DATA FOR THIS EXERCISE:
>>>

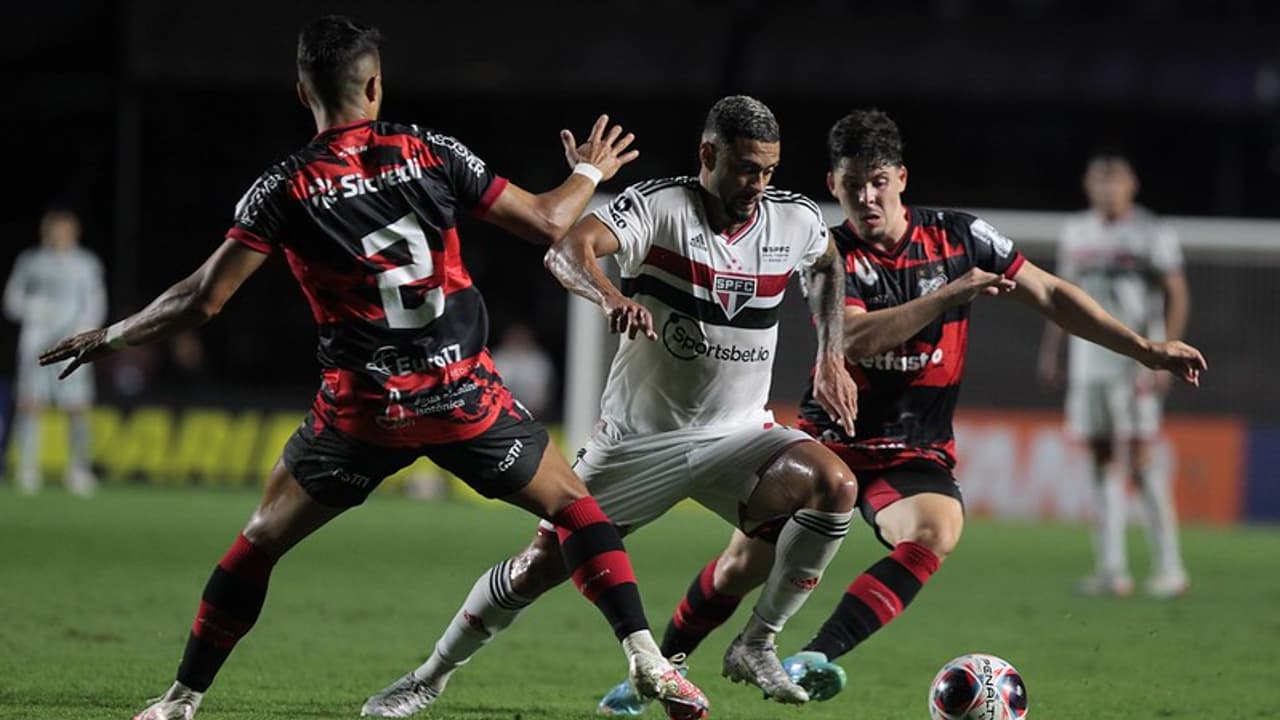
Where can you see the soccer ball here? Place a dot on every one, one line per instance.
(977, 687)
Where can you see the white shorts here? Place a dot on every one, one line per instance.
(40, 386)
(638, 479)
(1120, 410)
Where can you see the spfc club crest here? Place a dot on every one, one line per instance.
(732, 292)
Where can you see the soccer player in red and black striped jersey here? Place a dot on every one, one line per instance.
(912, 274)
(366, 215)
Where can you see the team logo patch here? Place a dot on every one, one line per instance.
(931, 285)
(732, 292)
(987, 233)
(864, 270)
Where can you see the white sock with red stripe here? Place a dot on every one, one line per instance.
(805, 546)
(490, 607)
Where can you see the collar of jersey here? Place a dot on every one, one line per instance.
(342, 128)
(901, 242)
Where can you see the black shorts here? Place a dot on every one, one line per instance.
(881, 488)
(339, 470)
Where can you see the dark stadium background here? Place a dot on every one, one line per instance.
(151, 118)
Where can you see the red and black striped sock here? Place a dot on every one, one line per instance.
(876, 597)
(600, 566)
(700, 611)
(229, 606)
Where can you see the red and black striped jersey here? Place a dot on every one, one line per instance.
(366, 215)
(908, 396)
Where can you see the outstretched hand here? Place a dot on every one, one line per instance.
(629, 317)
(80, 349)
(606, 147)
(836, 391)
(976, 283)
(1184, 361)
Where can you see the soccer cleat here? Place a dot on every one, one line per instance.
(622, 700)
(656, 678)
(758, 664)
(1168, 586)
(81, 482)
(178, 703)
(402, 698)
(819, 677)
(1101, 584)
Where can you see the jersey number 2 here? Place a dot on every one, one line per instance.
(392, 282)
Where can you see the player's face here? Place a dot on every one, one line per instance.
(869, 195)
(1111, 186)
(740, 172)
(59, 232)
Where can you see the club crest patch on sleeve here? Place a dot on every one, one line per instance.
(987, 233)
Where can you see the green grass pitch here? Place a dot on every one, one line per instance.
(96, 598)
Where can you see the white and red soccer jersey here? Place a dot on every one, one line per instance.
(1121, 265)
(714, 301)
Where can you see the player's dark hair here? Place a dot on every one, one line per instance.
(329, 53)
(871, 136)
(739, 115)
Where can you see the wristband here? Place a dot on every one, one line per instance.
(115, 336)
(589, 171)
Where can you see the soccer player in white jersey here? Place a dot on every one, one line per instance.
(1130, 261)
(704, 265)
(55, 290)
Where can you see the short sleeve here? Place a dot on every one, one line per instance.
(1166, 253)
(858, 270)
(818, 240)
(988, 249)
(1065, 261)
(630, 219)
(260, 214)
(474, 185)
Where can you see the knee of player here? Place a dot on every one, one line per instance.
(265, 536)
(835, 487)
(940, 538)
(741, 570)
(536, 570)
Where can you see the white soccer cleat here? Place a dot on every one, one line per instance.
(757, 662)
(1168, 586)
(179, 703)
(1102, 584)
(656, 678)
(81, 482)
(402, 698)
(27, 482)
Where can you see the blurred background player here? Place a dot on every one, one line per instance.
(912, 276)
(526, 368)
(366, 214)
(1130, 263)
(55, 290)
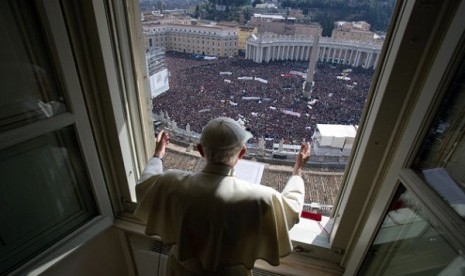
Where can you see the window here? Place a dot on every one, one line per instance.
(407, 66)
(49, 189)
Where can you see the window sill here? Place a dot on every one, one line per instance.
(311, 255)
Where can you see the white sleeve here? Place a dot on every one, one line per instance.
(153, 167)
(293, 197)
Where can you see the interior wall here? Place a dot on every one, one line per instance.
(103, 255)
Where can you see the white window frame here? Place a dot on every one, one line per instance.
(361, 205)
(443, 54)
(50, 12)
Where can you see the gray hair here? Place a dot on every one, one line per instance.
(226, 156)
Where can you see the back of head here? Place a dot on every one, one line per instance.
(222, 139)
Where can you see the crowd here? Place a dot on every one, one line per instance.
(274, 109)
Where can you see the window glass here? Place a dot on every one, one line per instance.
(441, 158)
(45, 191)
(264, 90)
(409, 242)
(44, 194)
(29, 83)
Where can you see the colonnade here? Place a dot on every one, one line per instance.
(352, 53)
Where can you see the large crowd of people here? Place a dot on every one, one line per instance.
(266, 97)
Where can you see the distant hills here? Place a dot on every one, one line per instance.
(378, 13)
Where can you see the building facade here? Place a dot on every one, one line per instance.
(243, 34)
(217, 41)
(267, 47)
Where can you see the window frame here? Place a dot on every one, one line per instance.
(442, 55)
(56, 34)
(404, 46)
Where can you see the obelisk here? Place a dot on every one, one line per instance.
(308, 86)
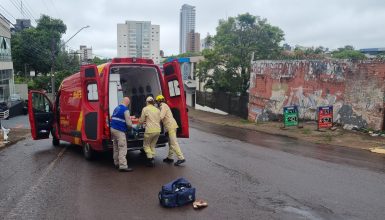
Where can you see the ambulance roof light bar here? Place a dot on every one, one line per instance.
(132, 60)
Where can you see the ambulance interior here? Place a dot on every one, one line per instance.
(136, 82)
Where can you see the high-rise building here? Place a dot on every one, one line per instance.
(187, 25)
(139, 39)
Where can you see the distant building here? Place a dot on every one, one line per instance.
(205, 44)
(187, 25)
(85, 54)
(6, 64)
(139, 39)
(372, 52)
(286, 47)
(193, 42)
(21, 24)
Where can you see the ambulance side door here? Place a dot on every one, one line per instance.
(92, 123)
(174, 94)
(41, 115)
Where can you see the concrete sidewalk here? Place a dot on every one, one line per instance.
(339, 137)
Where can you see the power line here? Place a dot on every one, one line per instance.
(27, 14)
(5, 10)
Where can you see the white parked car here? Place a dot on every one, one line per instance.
(15, 97)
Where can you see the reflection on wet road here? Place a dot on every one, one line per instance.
(242, 175)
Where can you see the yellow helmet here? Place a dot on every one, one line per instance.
(159, 98)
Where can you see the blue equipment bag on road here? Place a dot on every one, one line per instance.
(177, 193)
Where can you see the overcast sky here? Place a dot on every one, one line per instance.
(328, 23)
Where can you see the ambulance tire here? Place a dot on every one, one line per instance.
(88, 152)
(55, 142)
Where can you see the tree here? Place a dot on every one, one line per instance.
(237, 39)
(348, 52)
(36, 47)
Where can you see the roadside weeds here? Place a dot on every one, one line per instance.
(309, 132)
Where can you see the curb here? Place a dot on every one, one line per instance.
(250, 129)
(275, 134)
(18, 139)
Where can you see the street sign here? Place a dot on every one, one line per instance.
(290, 115)
(325, 117)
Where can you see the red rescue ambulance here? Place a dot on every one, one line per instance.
(85, 101)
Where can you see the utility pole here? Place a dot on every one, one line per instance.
(54, 57)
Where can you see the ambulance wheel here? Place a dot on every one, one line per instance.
(87, 151)
(55, 142)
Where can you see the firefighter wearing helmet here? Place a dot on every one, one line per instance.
(170, 126)
(151, 117)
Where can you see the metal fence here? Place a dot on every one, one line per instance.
(232, 104)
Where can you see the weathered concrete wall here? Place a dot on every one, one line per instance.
(356, 90)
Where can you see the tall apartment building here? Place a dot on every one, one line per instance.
(193, 42)
(187, 25)
(6, 64)
(139, 39)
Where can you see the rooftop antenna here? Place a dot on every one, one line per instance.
(21, 10)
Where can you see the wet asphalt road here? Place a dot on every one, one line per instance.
(242, 175)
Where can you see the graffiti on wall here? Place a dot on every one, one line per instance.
(356, 90)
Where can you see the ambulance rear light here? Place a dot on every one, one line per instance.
(132, 60)
(106, 125)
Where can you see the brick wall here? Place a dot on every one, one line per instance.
(355, 89)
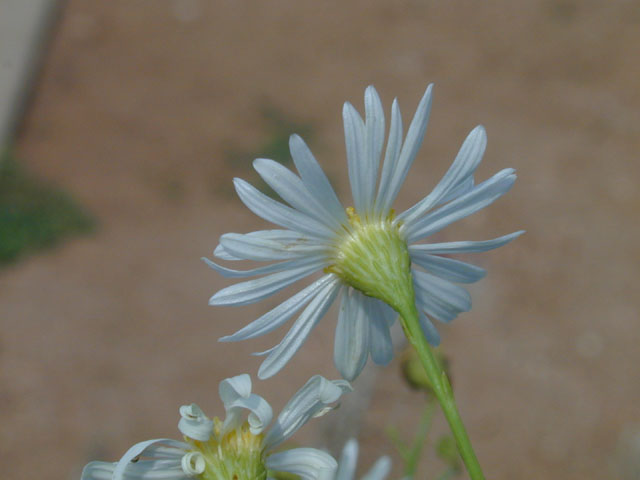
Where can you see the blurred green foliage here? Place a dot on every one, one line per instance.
(33, 215)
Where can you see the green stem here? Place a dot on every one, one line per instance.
(442, 390)
(420, 439)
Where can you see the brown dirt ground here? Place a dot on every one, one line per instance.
(103, 338)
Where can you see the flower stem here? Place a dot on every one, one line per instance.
(442, 389)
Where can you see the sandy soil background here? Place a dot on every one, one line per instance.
(138, 106)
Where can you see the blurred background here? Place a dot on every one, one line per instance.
(144, 110)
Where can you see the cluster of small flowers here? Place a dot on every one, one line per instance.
(369, 257)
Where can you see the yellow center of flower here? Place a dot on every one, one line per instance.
(372, 256)
(237, 455)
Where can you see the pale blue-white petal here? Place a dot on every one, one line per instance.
(348, 461)
(306, 463)
(293, 191)
(261, 248)
(354, 136)
(394, 144)
(300, 330)
(447, 268)
(222, 254)
(466, 246)
(481, 196)
(260, 288)
(434, 307)
(126, 470)
(374, 140)
(142, 470)
(260, 413)
(410, 148)
(279, 315)
(232, 388)
(98, 471)
(351, 343)
(314, 178)
(380, 469)
(312, 400)
(280, 214)
(272, 268)
(461, 170)
(194, 423)
(463, 187)
(429, 330)
(380, 344)
(451, 294)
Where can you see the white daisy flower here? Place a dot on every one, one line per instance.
(233, 449)
(349, 461)
(368, 254)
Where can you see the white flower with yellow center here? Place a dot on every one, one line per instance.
(236, 449)
(349, 461)
(367, 253)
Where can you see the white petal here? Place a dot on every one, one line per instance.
(193, 463)
(194, 423)
(481, 196)
(307, 463)
(348, 461)
(260, 288)
(300, 330)
(394, 144)
(125, 469)
(272, 268)
(280, 314)
(447, 268)
(308, 402)
(351, 344)
(314, 178)
(453, 295)
(259, 417)
(410, 148)
(354, 136)
(380, 469)
(466, 246)
(381, 346)
(280, 214)
(258, 246)
(461, 170)
(222, 254)
(293, 191)
(374, 138)
(434, 307)
(430, 332)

<<<

Rewrite the stretch from the start of the records through the line containing "(1120, 410)", switching "Place a dot" to "Mark a point" and keeping everything else the same. Leave the pictures out.

Where can you see the soccer ball here? Mark a point on every one, one line per instance.
(977, 687)
Where can you see the white shorts here? Mark a point on every one, one line per instance.
(40, 386)
(638, 479)
(1120, 410)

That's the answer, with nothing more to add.